GOAL OF THE EXERCISE
Output the rows as a two-column CSV with the headers "command" and "answer". Start with the first row and continue through the line with "80 193 L 63". Give one CSV line per row, put the row's text and its answer each in a single quoted field, replace line breaks with spaces, and include nothing past that line.

Region labeling items
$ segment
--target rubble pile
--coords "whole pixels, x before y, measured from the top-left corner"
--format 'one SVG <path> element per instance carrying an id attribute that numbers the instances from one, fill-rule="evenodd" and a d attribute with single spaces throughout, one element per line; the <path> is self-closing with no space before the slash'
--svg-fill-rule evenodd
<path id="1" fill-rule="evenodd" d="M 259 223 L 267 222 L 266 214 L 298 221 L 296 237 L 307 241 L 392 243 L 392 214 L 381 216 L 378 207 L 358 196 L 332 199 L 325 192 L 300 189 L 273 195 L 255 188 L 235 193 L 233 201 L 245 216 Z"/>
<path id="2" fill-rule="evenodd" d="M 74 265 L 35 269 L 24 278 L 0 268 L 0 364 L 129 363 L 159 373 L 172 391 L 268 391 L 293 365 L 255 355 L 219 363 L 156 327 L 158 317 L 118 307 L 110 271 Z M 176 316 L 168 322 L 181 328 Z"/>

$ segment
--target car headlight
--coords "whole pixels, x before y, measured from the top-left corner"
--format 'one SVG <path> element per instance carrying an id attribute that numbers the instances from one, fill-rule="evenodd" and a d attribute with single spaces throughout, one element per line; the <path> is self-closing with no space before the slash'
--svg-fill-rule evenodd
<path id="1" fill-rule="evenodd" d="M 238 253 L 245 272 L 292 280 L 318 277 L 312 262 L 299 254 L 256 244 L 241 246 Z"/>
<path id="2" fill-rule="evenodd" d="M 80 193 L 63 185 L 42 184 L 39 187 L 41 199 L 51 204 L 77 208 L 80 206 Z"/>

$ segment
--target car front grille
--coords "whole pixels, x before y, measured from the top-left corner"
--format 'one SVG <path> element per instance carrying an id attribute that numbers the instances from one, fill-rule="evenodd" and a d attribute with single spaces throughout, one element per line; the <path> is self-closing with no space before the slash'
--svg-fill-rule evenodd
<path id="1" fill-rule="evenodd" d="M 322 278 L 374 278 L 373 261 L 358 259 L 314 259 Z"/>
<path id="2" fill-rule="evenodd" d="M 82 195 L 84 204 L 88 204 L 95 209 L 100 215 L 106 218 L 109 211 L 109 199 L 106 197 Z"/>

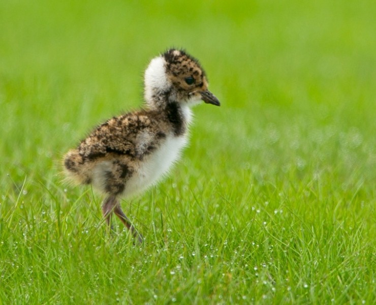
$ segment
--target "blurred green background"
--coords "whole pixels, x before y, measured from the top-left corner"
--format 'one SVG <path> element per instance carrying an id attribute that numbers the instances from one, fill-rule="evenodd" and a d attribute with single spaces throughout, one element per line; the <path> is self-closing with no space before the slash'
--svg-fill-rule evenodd
<path id="1" fill-rule="evenodd" d="M 1 0 L 0 297 L 371 303 L 375 13 L 372 1 Z M 144 69 L 171 47 L 200 60 L 221 107 L 195 108 L 181 162 L 135 201 L 143 262 L 120 237 L 111 248 L 98 234 L 100 196 L 62 183 L 60 160 L 93 126 L 140 106 Z M 124 261 L 108 262 L 106 249 Z"/>
<path id="2" fill-rule="evenodd" d="M 207 151 L 218 161 L 288 163 L 298 146 L 306 163 L 329 145 L 329 164 L 348 161 L 366 171 L 374 165 L 373 2 L 0 6 L 3 173 L 15 163 L 30 174 L 52 166 L 91 127 L 138 107 L 148 60 L 171 46 L 199 58 L 222 102 L 220 109 L 195 109 L 194 131 L 219 137 L 222 148 Z M 266 149 L 268 137 L 275 143 Z M 245 149 L 233 145 L 237 139 Z M 364 143 L 367 151 L 352 156 Z M 242 152 L 249 156 L 236 156 Z"/>

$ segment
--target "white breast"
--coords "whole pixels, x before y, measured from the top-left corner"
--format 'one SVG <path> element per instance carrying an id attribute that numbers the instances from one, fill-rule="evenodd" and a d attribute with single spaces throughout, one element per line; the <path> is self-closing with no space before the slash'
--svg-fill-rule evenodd
<path id="1" fill-rule="evenodd" d="M 187 142 L 186 136 L 168 136 L 158 150 L 140 163 L 140 167 L 127 182 L 123 197 L 132 197 L 155 184 L 179 159 Z"/>

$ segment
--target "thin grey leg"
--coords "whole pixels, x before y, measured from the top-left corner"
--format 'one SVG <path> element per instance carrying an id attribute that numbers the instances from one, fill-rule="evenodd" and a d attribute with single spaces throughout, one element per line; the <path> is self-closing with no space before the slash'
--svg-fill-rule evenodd
<path id="1" fill-rule="evenodd" d="M 119 204 L 117 204 L 115 207 L 114 212 L 115 212 L 115 215 L 120 219 L 121 222 L 125 225 L 126 227 L 131 231 L 133 237 L 135 238 L 137 238 L 138 242 L 140 243 L 142 243 L 143 239 L 142 235 L 137 232 L 137 230 L 133 226 L 131 221 L 127 216 L 126 216 L 126 215 L 122 211 L 122 210 Z"/>
<path id="2" fill-rule="evenodd" d="M 102 205 L 102 211 L 103 212 L 103 217 L 106 220 L 107 225 L 111 228 L 111 218 L 112 216 L 112 212 L 114 211 L 114 207 L 117 204 L 118 200 L 116 197 L 111 196 L 105 199 Z"/>

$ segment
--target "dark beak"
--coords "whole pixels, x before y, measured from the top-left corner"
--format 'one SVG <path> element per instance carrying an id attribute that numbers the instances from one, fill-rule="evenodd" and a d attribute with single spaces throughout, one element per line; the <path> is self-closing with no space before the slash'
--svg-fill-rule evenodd
<path id="1" fill-rule="evenodd" d="M 205 102 L 206 104 L 212 104 L 215 106 L 220 106 L 221 103 L 214 95 L 211 93 L 209 90 L 205 90 L 202 92 L 200 93 L 201 95 L 201 98 L 202 100 Z"/>

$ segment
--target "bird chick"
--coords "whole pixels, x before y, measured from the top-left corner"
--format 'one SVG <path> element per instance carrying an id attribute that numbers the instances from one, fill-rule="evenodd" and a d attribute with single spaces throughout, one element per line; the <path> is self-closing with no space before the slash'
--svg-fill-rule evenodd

SOLVED PROBLEM
command,answer
"$ segment --target rubble pile --coords ""whole pixels, x before y, measured from the top-left corner"" --format 'one SVG <path> element per instance carrying an id attribute that numbers the instances from one, fill-rule=""evenodd"" and a d attribute with single spaces throughout, one element per line; the <path> is self-closing with no space before the slash' --svg-fill-rule evenodd","<path id=""1"" fill-rule=""evenodd"" d=""M 259 223 L 267 222 L 266 214 L 298 221 L 296 237 L 307 241 L 392 243 L 392 214 L 381 216 L 378 207 L 358 196 L 332 199 L 325 192 L 300 189 L 273 195 L 255 188 L 235 193 L 233 201 L 245 216 Z""/> <path id=""2"" fill-rule=""evenodd"" d=""M 74 265 L 35 269 L 24 278 L 0 268 L 0 364 L 129 363 L 159 373 L 172 391 L 268 391 L 293 365 L 255 355 L 219 363 L 156 327 L 158 317 L 118 307 L 110 271 Z M 176 316 L 168 322 L 181 328 Z""/>"
"$ segment --target car headlight --coords ""whole pixels, x before y, measured from the top-left corner"" --format 'one SVG <path> element per instance carrying an id attribute that numbers the instances from one, fill-rule=""evenodd"" and a d attribute with single spaces throughout, one element per line; the <path> is self-closing with no space before the slash' --svg-fill-rule evenodd","<path id=""1"" fill-rule=""evenodd"" d=""M 238 253 L 245 272 L 292 280 L 318 277 L 312 262 L 299 254 L 256 244 L 241 246 Z""/> <path id=""2"" fill-rule=""evenodd"" d=""M 80 193 L 63 185 L 42 184 L 39 187 L 41 199 L 51 204 L 77 208 L 80 206 Z""/>"